* _Work to complete_: Here are records with pictures in them. Copy all of them exactly and leave the pictures out.

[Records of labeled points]
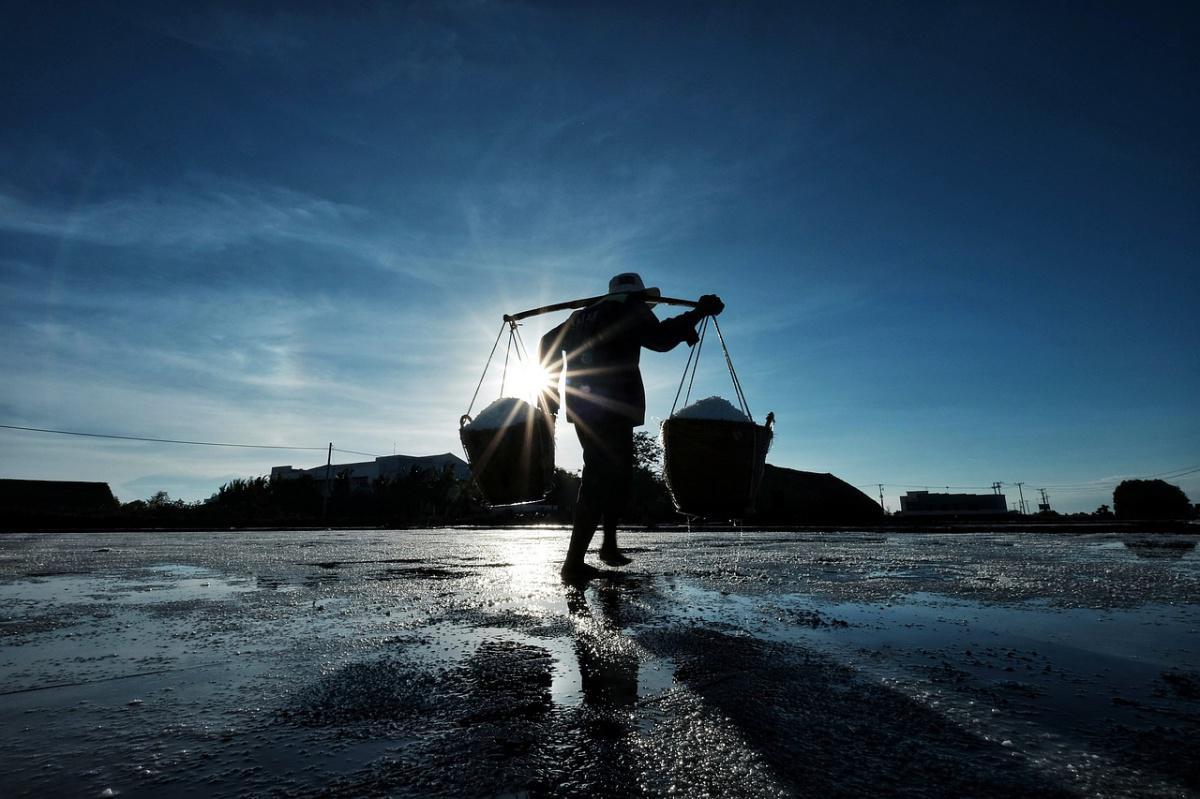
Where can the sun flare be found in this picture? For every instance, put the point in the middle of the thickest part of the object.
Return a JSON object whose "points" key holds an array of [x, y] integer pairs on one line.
{"points": [[528, 379]]}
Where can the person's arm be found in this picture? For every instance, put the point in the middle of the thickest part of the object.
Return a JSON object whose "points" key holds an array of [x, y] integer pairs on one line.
{"points": [[665, 335]]}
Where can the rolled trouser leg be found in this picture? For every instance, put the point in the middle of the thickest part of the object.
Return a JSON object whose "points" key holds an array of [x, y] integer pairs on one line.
{"points": [[581, 533]]}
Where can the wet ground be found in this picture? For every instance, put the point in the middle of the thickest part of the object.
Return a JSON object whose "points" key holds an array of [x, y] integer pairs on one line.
{"points": [[455, 662]]}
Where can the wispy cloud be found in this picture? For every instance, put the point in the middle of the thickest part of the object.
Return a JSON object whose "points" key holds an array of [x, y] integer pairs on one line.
{"points": [[201, 214]]}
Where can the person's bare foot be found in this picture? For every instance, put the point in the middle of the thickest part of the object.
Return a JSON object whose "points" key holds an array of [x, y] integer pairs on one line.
{"points": [[579, 572], [615, 557]]}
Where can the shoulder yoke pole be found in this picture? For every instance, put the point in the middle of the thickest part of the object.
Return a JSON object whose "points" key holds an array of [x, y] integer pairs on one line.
{"points": [[571, 305]]}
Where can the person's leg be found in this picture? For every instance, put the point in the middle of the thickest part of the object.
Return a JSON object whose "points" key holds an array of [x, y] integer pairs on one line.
{"points": [[594, 488], [622, 448]]}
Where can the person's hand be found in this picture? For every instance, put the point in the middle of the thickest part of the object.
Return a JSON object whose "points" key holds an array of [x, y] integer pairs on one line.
{"points": [[550, 404], [709, 305]]}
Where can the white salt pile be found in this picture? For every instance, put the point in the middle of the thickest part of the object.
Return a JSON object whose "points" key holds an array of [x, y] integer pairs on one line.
{"points": [[502, 413], [712, 408]]}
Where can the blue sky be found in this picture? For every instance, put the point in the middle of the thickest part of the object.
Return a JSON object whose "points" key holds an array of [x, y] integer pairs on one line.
{"points": [[958, 242]]}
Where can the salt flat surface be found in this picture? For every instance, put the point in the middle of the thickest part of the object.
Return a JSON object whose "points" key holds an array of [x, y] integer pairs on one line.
{"points": [[455, 662]]}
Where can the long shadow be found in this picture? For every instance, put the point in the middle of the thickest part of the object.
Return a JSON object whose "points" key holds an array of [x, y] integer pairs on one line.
{"points": [[828, 733]]}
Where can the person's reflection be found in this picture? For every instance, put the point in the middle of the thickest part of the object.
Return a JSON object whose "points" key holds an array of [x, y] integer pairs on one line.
{"points": [[607, 661]]}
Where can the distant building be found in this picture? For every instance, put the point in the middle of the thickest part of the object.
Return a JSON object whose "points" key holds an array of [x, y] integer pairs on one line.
{"points": [[389, 466], [923, 503]]}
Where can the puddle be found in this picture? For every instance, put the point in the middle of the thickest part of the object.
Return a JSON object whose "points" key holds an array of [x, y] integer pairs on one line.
{"points": [[167, 583]]}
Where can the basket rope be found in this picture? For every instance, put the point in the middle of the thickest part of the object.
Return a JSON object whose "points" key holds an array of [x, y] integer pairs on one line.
{"points": [[515, 343], [694, 364]]}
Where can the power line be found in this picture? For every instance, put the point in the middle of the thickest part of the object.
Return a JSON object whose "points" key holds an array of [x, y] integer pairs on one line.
{"points": [[166, 440]]}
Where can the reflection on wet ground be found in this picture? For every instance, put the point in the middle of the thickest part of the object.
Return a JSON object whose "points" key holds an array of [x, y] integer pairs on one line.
{"points": [[455, 662]]}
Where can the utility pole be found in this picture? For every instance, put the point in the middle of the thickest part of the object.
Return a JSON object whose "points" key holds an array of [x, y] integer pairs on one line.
{"points": [[329, 462]]}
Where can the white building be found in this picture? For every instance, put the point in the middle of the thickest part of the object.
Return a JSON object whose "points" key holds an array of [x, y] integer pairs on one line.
{"points": [[388, 466]]}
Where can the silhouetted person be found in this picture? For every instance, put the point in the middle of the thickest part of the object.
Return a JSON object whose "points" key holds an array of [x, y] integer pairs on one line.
{"points": [[599, 348]]}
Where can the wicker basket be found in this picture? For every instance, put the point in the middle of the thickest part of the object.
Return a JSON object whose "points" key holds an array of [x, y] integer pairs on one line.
{"points": [[515, 463], [714, 467]]}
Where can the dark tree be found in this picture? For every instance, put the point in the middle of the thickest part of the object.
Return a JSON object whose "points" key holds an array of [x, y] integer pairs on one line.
{"points": [[1143, 499]]}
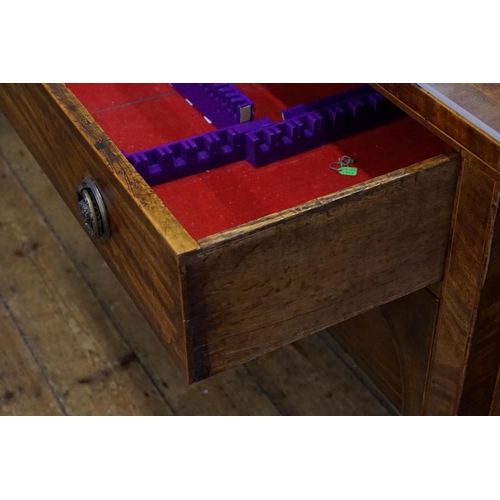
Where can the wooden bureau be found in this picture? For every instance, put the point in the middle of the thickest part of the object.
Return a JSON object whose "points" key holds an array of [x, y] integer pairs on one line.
{"points": [[365, 255]]}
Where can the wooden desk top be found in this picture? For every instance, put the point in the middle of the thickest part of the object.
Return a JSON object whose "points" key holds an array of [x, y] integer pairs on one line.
{"points": [[466, 115]]}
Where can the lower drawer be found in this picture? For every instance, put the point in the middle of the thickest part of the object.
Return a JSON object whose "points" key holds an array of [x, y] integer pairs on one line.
{"points": [[222, 298]]}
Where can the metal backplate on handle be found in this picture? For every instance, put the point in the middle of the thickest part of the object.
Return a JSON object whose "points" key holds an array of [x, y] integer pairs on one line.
{"points": [[92, 209]]}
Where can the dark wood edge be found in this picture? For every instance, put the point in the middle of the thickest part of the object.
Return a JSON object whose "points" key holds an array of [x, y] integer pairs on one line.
{"points": [[88, 130], [321, 204], [443, 121]]}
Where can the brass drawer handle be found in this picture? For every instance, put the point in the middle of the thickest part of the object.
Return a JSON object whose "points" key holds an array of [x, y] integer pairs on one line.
{"points": [[92, 209]]}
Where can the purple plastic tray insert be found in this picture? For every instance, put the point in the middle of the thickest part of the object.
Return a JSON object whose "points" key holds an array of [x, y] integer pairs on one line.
{"points": [[222, 103], [195, 154]]}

* _Output_:
Where can the sun flare be found in this picture? For every instance, put the point in the middle of the thickest part of the object.
Return a JSON object whose "points" key holds an array of [x, y] integer pairs on one line.
{"points": [[528, 379]]}
Where can the person's arm be found in this picture? For every instance, put the point in the middle of the thickest part of the object.
Return a JSON object whose "points" key holds an array of [x, y] integer pairs on one line.
{"points": [[665, 335]]}
Where can the rolled trouser leg be found in this picture? For every instance, put the point in the middle of the thickest part of the object.
Return a JSON object whose "points" key holds an array of [x, y] integer pairs on one line.
{"points": [[581, 533]]}
Where can the wet ground be found in this picture? For every instance, put the point in the middle of the thickest part of the object.
Return a JSON object whose "points" key holds an array of [x, y] integer pairs on one line.
{"points": [[455, 662]]}
Where can the wispy cloud be found in this picture? For every instance, put the point in the middle of the thickest part of the object.
Return a JSON object whose "points" key holds an array of [x, y] integer pairs on one line.
{"points": [[201, 214]]}
Where can the person's bare foot be found in this picture? For every instance, put the point in the middle of the thickest part of the object.
Return a JSON object whose "points" key holds an array of [x, y] integer pairs on one line.
{"points": [[579, 572], [615, 557]]}
Where can the shoulder yoke pole be found in this picture? For every instance, put the point in the middle of the thickest part of the object.
Return a JSON object whose "points" key holds an array of [x, y] integer pairs on one line.
{"points": [[571, 305]]}
Where can the person's leg be found in this picture? For every instance, put the point in the middle of the thickest part of the object.
Return a JSON object whose "points" key holds an array of [x, y] integer pairs on one line.
{"points": [[594, 488], [622, 448]]}
Where can the person's hand be found in this picture? For every instance, put the point in the middle of the thickest part of the object.
Return a JSON object whose "points" key holds an array of [x, y] integer pairs on one line.
{"points": [[550, 404], [709, 305]]}
Where can the white salt pile be found in this picture? For every instance, put the point in the middle of the thickest part of the object.
Return a JSON object whose "points" key holds an array of [x, y] integer pairs on one line.
{"points": [[502, 413], [712, 408]]}
Where can the blue sky be found in this picture? For every instance, put the point in the middle of the thickest part of the object.
Return a JSON object whose "points" key holds an array of [x, y] integer pairs on one line.
{"points": [[958, 242]]}
Where can the salt flat surface be found in this picture? For every instance, put the point in the middle of the thickest part of the object.
Return a JSON object whose "points" key holds an array of [x, y] integer pairs on one line.
{"points": [[455, 662]]}
Where can the long shadow be found in this picture? For every instance, put the point in the middle of the thickest part of the object.
Return a JSON object whose "points" key holds an array of [x, y] integer pairs on one line.
{"points": [[828, 733]]}
Where can the person's reflection be found in this picture? For every instance, put the point in the middle of the thickest part of the object.
Return a JSON object whose "points" key holds an array of [x, y] integer pairs on one line.
{"points": [[607, 661]]}
Where can the distant building be found in this picture? For every instance, put the point in the middle of the thickest part of the object.
Return a JSON object whose "points" key holds an array of [x, y] integer pairs on one line.
{"points": [[389, 466], [923, 503]]}
Where can the puddle be found in this picture? For every instance, put the point in the middle of the thickest part of the object.
Return a JSON object whose "points" key holds an array of [x, y] integer pairs on one line.
{"points": [[167, 583]]}
Where can the basket rope be found in this picture? For every instance, put the point in the middle of the thickest part of the object.
Return a JSON object whose "points" key holds an array of [x, y] integer pairs on one line.
{"points": [[515, 343], [694, 364]]}
Where can the power line be found in this picture? For every instance, put the point in the middle of the thickest part of the object.
Return a JSON object whose "points" key holds an array of [x, y] integer pairs on one line.
{"points": [[166, 440]]}
Where can the reflection on wet ground be found in this picture? For every instance, put the point in the middle of the thickest part of the object.
Return a JSON object whose "points" key holds an array of [x, y] integer pairs on one line.
{"points": [[455, 662]]}
Where can the utility pole be found in this picture? For every instance, put the point in the middle of the thickest part of the object.
Return a JSON object whose "points" key holds an array of [x, y] integer pairs on one line.
{"points": [[329, 462]]}
Where can the white building be found in this picture? For every instance, put the point in the middle of the thickest part of the object.
Return a JSON object whose "points" key holds an array of [x, y] integer pairs on one line.
{"points": [[388, 466]]}
Where can the silhouetted person be found in this picture? For every instance, put the point in the middle of the thickest part of the object.
Return a JSON object whose "points" key holds an array of [x, y] integer pairs on one line.
{"points": [[599, 348]]}
Where can the wicker basket be found in this picture? For every instance, put the point in the middle of the thickest part of the object.
Return a JSON object whose "points" key holds an array of [x, y] integer pairs on one line.
{"points": [[515, 463], [714, 467]]}
Where can the dark tree be found in this picture? For every instance, put the point in the middle of the thickest part of the object.
Return a JSON object whose "points" key holds an array of [x, y] integer pairs on one line.
{"points": [[1143, 499]]}
Where can the wooden bureau be found in this picture? For every instance, put the point in the middle of the thickest part of the object.
Return a JSON object whose "points" key holds an array of [x, y] integer pairs on one line.
{"points": [[365, 255]]}
Where can the wooden desk top be found in this picture? For every instance, put the point in the middle of the thickest part of the object.
Return a JSON object whose "points" key holds an array of [x, y] integer pairs on one line.
{"points": [[466, 115]]}
Where can the lower drawer be found in this picture? For every instance, put the point in the middle of the thickest part of the object.
Return a JSON object whose "points" key holds an array of [x, y] integer pairs on one line.
{"points": [[222, 298]]}
Where can the metal backplate on handle be found in this picture? For every instance, put the point in the middle of the thickest part of the object.
Return a JSON object whose "points" key holds an array of [x, y] integer pairs on one line.
{"points": [[92, 209]]}
Where can the dark wood edge be found in this picture? For every instance, put the point in the middle of the thickest part of the object.
Return a JSON object whose "points" key holds an array of [x, y] integer pairs on one line.
{"points": [[88, 130], [321, 204], [443, 121]]}
Where can the brass drawer handle be found in this picture? For every instance, put the point in the middle of the thickest part of the object.
Return a JSON object whose "points" key holds an array of [x, y] integer pairs on one line.
{"points": [[92, 209]]}
Where can the purple plastic tray insert be found in this picture? For every instance, put the point in the middle of the thickest part of the object.
Return a JSON object whose "points" key holds an array of [x, y] integer pairs on one line.
{"points": [[222, 103], [195, 154]]}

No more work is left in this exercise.